Exercise objective:
Answer these questions from the cancer vaccine text:
1. What name did the scientific team give the approach?
2. Which way of giving the vaccine did not modify the tumor microenvironment in mice?
3. Which company worked with the NIAID Vaccine Research Center to design SNAPvax?

(NIH) — An experimental therapeutic cancer vaccine induced two distinct and desirable immune system responses that led to significant tumor regression in mice, report investigators from the National Institute of Allergy and Infectious Diseases (NIAID), a part of the National Institutes of Health.
Dubbed “vax-innate” by the scientific team, the approach achieves an important goal in the quest for more effective immunotherapeutic vaccines for cancer.
The study demonstrates that intravenous vaccine delivery enables and enhances T-cell immunity by overcoming tumor-induced immunosuppressive activity.
The researchers say the vaccine might also be given intravenously to people who have already received tumor-specific T cells as a therapy.
The researchers found that intravenous administration of the vaccine boosted the number of cytotoxic T cells capable of infiltrating and attacking tumor cells and engaged the innate immune system by inducing type I interferon.
The innate immune response modified the tumor microenvironment, counteracting suppressive forces that otherwise would tamp down T-cell action.
Modification of the tumor microenvironment was not seen in mice that received the vaccine via needle injection into the skin (subcutaneous administration).
The experimental vaccine, SNAPvax, was designed by Robert Seder, M.D., and colleagues at the NIAID Vaccine Research Center (VRC) together with collaborators from Vaccitech North America, a clinical-stage biopharmaceutical company in Baltimore, Maryland.
Vaccitech announced plans to advance the SNAPvax platform for use in treating human papilloma virus-associated cancer in 2023.

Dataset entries
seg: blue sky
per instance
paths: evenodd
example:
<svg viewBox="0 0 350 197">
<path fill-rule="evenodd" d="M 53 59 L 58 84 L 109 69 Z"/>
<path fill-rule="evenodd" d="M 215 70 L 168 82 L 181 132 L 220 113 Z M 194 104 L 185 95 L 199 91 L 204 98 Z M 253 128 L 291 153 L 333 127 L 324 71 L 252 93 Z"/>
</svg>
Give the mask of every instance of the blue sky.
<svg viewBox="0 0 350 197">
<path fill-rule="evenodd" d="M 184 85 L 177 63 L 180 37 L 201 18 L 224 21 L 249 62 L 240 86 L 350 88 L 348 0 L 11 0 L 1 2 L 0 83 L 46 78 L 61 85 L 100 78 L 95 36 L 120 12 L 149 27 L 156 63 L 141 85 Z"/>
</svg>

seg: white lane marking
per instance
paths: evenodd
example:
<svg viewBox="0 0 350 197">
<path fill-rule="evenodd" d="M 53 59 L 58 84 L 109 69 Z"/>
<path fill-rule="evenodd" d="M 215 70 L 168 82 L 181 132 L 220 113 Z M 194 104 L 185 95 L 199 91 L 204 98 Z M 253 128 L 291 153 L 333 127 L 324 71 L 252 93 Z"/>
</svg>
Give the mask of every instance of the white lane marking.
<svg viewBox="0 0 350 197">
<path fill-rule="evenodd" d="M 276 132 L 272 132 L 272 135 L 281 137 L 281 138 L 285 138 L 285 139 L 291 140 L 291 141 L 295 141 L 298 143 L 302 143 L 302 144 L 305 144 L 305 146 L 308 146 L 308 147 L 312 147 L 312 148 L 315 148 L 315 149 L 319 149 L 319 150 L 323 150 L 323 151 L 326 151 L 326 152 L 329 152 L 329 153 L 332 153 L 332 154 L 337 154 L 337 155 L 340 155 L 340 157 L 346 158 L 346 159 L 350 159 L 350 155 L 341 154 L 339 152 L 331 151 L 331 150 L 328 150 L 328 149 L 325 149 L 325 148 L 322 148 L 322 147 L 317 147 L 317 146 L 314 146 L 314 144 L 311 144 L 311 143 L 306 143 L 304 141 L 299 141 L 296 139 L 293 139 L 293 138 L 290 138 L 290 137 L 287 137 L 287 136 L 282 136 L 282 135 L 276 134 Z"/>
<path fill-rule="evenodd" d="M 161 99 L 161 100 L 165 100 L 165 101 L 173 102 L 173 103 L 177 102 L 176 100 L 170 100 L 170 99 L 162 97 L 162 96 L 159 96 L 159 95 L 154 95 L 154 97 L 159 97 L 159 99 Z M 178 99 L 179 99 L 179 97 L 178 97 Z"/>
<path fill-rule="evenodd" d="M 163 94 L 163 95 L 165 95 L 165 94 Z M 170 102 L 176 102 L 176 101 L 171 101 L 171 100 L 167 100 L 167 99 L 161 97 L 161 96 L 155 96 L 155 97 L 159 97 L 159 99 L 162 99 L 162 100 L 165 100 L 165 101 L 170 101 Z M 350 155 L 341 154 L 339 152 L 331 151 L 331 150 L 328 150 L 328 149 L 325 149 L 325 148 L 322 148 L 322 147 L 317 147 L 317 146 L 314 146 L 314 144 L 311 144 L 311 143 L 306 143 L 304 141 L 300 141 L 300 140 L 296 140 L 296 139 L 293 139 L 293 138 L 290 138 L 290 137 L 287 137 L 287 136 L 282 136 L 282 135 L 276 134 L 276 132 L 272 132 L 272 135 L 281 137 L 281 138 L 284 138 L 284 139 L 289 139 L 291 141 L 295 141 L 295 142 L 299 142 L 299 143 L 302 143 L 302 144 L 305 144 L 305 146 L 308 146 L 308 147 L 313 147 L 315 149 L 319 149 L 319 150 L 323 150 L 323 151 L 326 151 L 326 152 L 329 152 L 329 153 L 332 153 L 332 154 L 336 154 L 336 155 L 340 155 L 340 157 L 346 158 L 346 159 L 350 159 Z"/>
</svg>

Exercise output:
1. "Vax-innate"
2. Needle injection into the skin (subcutaneous administration)
3. Vaccitech North America